→ **DESCRIPTION OF THE TASK**
Line count for "backed": tally the lines of the records below that contain it, and give only that number.

---

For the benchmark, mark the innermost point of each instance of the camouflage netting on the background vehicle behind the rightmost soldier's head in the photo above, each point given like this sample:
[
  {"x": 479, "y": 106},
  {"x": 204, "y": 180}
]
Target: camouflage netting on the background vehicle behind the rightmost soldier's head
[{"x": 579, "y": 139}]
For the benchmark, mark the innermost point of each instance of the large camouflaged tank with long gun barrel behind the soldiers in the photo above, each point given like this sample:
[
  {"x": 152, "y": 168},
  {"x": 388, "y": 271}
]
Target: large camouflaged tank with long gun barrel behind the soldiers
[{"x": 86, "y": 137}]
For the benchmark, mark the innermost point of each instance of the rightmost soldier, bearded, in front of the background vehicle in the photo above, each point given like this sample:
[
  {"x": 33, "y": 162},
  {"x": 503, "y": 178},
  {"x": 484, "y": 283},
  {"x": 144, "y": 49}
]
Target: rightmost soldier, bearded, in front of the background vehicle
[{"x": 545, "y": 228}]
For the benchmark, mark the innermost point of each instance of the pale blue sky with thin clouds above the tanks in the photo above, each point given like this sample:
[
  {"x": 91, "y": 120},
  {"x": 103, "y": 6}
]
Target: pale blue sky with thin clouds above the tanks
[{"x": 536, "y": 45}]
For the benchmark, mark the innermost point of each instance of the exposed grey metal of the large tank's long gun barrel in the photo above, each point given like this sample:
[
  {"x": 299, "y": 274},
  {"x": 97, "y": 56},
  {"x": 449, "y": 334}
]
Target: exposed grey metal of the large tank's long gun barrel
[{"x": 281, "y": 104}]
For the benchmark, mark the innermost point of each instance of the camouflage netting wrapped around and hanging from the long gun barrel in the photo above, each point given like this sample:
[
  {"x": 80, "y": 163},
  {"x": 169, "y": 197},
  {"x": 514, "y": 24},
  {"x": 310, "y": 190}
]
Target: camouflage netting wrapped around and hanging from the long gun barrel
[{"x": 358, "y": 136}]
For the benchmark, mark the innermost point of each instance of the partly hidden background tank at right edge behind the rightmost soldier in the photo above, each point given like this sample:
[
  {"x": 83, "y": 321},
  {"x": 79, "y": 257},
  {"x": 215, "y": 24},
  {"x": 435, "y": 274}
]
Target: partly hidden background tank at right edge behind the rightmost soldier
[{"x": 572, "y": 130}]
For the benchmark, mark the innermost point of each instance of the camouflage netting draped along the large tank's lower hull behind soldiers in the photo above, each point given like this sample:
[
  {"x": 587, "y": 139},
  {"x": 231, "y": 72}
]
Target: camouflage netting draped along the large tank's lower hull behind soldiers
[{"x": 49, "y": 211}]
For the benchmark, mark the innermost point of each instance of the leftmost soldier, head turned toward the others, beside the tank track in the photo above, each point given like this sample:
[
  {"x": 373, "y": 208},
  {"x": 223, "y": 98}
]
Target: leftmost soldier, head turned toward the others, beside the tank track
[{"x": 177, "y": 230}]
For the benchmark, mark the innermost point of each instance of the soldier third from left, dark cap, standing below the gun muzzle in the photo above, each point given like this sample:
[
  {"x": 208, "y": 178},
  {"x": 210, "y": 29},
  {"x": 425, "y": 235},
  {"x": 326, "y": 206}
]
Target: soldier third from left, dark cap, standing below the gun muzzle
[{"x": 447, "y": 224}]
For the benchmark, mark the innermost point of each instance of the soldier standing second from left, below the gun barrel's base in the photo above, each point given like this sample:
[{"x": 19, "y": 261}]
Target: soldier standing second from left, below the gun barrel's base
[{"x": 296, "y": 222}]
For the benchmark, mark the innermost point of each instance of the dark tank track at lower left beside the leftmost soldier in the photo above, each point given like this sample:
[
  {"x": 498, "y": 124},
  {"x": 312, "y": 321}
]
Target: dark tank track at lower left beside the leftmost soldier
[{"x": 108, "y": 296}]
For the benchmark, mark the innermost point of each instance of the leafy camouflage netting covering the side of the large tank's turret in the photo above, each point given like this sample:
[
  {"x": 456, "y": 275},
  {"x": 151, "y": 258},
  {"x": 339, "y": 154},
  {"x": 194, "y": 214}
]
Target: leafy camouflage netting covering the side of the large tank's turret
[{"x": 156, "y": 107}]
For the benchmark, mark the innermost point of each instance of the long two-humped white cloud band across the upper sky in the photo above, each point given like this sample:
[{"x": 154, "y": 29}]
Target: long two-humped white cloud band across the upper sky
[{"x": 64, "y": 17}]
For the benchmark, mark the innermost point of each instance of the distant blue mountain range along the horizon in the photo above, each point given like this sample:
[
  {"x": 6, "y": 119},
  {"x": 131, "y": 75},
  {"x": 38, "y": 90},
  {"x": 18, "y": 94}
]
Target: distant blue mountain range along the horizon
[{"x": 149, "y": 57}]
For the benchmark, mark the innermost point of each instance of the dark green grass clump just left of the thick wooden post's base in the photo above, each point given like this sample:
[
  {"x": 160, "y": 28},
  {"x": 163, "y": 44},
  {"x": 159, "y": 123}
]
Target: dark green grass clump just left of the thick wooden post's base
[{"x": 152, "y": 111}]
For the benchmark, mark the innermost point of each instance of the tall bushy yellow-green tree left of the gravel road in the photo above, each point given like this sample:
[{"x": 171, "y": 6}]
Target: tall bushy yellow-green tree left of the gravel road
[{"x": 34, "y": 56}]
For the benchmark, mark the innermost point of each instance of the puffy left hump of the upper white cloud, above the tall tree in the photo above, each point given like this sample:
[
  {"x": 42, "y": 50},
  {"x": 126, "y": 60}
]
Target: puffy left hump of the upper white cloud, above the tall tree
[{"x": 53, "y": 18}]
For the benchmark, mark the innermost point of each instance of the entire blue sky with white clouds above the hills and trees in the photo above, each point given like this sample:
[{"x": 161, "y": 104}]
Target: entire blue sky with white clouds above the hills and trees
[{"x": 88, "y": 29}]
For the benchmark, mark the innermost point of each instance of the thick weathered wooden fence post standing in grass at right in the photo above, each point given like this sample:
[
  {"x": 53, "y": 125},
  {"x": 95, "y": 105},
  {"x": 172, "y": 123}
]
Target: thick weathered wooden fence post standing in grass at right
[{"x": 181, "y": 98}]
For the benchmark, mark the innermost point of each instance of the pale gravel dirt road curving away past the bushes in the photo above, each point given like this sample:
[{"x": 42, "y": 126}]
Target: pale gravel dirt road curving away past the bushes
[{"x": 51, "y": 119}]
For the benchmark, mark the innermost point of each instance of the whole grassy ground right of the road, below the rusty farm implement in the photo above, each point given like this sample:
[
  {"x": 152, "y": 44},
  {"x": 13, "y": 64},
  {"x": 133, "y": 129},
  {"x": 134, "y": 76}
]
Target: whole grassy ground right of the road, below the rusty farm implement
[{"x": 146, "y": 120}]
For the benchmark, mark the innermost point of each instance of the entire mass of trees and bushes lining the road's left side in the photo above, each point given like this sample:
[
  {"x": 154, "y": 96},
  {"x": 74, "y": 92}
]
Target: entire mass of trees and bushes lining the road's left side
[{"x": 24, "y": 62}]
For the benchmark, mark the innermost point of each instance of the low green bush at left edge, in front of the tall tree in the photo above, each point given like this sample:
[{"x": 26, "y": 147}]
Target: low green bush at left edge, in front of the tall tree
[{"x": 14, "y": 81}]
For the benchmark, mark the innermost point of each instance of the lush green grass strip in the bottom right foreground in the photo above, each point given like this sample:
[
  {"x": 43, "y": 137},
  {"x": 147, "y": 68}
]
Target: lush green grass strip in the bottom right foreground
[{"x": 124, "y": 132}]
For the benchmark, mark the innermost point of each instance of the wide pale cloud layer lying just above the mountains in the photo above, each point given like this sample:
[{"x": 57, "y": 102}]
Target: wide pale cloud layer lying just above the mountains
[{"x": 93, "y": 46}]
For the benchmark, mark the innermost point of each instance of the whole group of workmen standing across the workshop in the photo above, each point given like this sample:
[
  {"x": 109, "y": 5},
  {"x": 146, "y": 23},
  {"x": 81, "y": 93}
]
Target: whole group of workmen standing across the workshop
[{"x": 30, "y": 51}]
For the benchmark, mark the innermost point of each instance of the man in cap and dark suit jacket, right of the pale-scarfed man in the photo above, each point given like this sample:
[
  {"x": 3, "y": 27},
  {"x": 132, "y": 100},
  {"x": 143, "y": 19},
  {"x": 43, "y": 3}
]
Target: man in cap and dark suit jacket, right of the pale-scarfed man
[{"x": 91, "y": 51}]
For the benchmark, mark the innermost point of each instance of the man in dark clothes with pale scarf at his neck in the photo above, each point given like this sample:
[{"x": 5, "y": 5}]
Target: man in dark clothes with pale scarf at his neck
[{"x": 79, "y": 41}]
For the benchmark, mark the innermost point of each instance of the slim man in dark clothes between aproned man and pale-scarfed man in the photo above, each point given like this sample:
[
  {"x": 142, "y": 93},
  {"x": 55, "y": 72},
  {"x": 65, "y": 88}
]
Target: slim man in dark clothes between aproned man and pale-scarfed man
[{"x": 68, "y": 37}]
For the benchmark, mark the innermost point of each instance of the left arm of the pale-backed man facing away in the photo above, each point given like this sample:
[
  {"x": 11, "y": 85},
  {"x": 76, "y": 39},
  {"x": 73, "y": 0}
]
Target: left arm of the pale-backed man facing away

---

→ **RESPONSE AREA**
2